EXERCISE OBJECTIVE:
Reproduce the records as a numbered list, from the line containing "find tree branch" through the last line of the records, with both ends included and blank lines omitted.

RAW DATA:
☆ ☆ ☆ ☆ ☆

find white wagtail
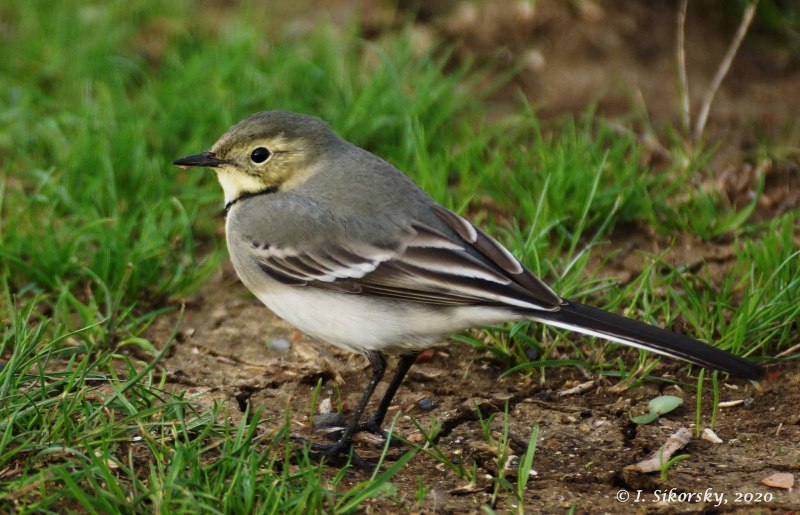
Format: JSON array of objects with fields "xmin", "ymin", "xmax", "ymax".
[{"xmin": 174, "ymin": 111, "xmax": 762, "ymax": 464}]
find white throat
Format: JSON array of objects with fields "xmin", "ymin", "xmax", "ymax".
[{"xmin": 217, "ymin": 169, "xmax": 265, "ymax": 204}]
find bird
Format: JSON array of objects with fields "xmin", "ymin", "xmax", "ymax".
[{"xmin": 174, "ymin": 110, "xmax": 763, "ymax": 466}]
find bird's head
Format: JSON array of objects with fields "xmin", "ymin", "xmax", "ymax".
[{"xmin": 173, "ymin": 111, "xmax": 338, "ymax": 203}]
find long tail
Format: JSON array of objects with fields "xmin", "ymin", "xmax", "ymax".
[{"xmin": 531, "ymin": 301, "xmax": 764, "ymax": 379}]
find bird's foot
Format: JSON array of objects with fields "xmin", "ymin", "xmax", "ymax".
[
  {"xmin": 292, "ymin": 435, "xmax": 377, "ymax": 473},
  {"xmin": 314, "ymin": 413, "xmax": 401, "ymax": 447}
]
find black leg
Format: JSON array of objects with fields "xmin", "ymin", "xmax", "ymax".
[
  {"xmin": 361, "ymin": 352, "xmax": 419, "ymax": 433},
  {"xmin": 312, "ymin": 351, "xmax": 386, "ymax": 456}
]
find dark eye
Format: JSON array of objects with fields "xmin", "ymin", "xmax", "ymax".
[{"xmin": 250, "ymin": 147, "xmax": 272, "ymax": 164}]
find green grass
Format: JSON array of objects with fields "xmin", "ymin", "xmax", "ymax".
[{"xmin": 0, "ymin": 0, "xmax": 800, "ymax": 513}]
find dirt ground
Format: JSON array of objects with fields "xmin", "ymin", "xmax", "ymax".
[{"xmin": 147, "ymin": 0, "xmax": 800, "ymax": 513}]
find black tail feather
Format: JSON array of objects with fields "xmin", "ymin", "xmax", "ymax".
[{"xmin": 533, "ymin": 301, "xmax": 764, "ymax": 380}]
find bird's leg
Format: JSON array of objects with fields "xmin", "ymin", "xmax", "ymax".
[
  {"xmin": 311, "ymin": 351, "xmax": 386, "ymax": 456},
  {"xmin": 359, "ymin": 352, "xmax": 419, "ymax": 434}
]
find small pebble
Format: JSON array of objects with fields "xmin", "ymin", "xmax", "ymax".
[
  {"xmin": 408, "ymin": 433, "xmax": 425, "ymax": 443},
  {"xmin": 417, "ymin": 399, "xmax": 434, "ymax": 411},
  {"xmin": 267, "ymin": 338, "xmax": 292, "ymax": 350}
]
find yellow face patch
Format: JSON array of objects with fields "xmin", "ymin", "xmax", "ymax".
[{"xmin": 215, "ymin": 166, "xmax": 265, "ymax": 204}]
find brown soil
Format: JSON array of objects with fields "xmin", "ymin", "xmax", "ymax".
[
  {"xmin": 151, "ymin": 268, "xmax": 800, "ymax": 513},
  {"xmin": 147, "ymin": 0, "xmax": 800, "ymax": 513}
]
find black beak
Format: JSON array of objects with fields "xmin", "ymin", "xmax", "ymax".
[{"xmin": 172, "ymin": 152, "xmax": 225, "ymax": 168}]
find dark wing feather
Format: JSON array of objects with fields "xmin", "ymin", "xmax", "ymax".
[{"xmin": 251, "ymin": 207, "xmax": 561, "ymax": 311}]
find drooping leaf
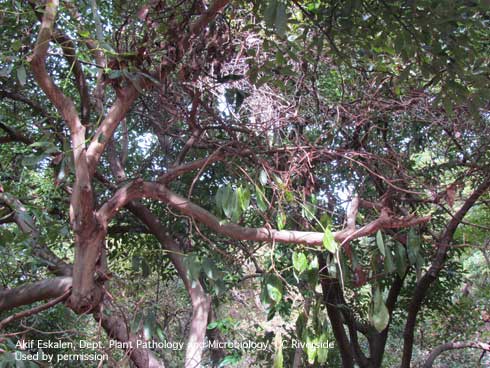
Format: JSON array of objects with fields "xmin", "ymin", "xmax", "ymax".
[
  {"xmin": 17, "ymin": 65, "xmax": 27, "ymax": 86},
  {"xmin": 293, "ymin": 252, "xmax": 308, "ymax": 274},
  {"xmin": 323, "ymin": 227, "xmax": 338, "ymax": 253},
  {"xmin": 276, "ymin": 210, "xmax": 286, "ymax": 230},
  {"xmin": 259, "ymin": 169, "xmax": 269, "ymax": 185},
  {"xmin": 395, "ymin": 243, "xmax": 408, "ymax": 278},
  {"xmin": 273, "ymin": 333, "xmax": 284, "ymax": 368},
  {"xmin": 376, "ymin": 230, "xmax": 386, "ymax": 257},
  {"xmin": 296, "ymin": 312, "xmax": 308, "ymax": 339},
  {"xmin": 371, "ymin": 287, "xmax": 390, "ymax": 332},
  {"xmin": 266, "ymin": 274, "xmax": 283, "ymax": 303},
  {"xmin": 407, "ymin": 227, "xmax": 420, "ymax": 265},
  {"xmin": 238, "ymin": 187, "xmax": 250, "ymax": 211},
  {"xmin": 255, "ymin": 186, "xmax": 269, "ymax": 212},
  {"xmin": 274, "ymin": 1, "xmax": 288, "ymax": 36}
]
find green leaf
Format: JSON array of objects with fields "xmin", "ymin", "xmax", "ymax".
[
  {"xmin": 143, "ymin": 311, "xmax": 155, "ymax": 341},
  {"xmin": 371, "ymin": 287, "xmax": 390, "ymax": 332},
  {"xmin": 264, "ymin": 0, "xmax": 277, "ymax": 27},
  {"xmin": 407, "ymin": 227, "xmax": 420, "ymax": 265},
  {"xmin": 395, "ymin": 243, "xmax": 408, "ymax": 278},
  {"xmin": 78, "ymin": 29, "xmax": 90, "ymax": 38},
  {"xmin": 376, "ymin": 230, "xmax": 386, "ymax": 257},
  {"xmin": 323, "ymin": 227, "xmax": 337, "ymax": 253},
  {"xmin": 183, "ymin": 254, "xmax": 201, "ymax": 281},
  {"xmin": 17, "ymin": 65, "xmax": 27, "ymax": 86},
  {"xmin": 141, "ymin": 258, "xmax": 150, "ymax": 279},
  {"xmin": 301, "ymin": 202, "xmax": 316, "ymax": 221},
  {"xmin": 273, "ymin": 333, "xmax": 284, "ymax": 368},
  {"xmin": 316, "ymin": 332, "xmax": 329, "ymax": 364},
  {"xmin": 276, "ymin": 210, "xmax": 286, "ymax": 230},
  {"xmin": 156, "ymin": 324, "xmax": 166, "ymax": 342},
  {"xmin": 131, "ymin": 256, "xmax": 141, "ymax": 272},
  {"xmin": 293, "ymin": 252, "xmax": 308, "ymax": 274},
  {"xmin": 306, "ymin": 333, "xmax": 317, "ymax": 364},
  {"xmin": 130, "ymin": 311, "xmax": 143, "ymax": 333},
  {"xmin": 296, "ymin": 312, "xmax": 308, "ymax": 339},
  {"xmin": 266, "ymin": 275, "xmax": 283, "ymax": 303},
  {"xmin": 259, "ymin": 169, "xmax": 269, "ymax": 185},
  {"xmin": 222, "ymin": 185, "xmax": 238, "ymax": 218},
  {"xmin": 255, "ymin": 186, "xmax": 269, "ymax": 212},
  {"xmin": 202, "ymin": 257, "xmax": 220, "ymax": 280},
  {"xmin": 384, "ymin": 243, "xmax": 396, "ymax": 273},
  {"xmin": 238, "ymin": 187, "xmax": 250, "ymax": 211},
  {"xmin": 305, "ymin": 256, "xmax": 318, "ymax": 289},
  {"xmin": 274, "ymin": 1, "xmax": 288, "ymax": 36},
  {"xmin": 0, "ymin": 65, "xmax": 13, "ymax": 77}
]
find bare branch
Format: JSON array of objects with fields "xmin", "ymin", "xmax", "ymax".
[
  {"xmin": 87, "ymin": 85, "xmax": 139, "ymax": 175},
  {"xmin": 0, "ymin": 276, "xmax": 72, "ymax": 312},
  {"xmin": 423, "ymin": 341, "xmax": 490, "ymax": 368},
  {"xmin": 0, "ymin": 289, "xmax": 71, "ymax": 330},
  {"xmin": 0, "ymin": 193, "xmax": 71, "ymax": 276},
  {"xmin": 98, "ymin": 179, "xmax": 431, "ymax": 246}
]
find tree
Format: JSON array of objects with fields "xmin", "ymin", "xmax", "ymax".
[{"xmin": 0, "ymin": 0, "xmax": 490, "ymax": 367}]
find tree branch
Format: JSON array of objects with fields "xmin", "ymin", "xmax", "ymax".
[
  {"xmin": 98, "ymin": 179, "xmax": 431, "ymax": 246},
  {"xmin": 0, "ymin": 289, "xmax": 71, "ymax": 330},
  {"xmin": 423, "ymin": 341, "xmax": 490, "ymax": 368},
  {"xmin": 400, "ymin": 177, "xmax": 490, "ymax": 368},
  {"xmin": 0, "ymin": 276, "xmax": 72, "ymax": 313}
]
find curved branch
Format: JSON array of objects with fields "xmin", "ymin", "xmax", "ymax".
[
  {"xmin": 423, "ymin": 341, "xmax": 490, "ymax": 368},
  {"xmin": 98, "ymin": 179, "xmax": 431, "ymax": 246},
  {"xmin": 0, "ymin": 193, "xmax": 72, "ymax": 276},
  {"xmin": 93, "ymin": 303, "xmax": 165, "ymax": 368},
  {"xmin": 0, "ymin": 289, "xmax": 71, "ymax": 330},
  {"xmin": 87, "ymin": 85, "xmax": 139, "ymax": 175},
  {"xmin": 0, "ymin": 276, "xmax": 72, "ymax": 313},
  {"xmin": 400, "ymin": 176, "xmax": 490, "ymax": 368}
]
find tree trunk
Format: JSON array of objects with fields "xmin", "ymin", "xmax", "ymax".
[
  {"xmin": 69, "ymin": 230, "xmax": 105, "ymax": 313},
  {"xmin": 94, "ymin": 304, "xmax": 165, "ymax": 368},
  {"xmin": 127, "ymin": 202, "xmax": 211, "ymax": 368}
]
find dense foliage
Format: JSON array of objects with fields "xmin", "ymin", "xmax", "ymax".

☆ ☆ ☆ ☆ ☆

COMPLETE ANSWER:
1. find tree branch
2. Format: JSON array of objects with fields "xmin", "ymin", "xmax", "ymax".
3. [
4.   {"xmin": 98, "ymin": 179, "xmax": 431, "ymax": 246},
5.   {"xmin": 0, "ymin": 289, "xmax": 71, "ymax": 330},
6.   {"xmin": 423, "ymin": 341, "xmax": 490, "ymax": 368},
7.   {"xmin": 400, "ymin": 177, "xmax": 490, "ymax": 368},
8.   {"xmin": 0, "ymin": 276, "xmax": 72, "ymax": 313}
9. ]
10. find curved branch
11. Format: JSON array of objects with fields "xmin", "ymin", "xmax", "ymax".
12. [
13.   {"xmin": 423, "ymin": 341, "xmax": 490, "ymax": 368},
14.   {"xmin": 98, "ymin": 179, "xmax": 431, "ymax": 246},
15.   {"xmin": 0, "ymin": 193, "xmax": 72, "ymax": 276},
16.   {"xmin": 93, "ymin": 303, "xmax": 165, "ymax": 368},
17.   {"xmin": 0, "ymin": 289, "xmax": 71, "ymax": 330},
18.   {"xmin": 87, "ymin": 85, "xmax": 139, "ymax": 175},
19.   {"xmin": 0, "ymin": 276, "xmax": 72, "ymax": 313},
20.   {"xmin": 400, "ymin": 176, "xmax": 490, "ymax": 368}
21. ]
22. find tree trunk
23. Format: JSON array of objects with fields "xmin", "ymin", "xmax", "ymax".
24. [
25.   {"xmin": 69, "ymin": 230, "xmax": 105, "ymax": 313},
26.   {"xmin": 94, "ymin": 304, "xmax": 165, "ymax": 368},
27.   {"xmin": 127, "ymin": 202, "xmax": 211, "ymax": 368}
28. ]
29. find dense foliage
30. Format: JSON array of objects with fields "xmin", "ymin", "xmax", "ymax".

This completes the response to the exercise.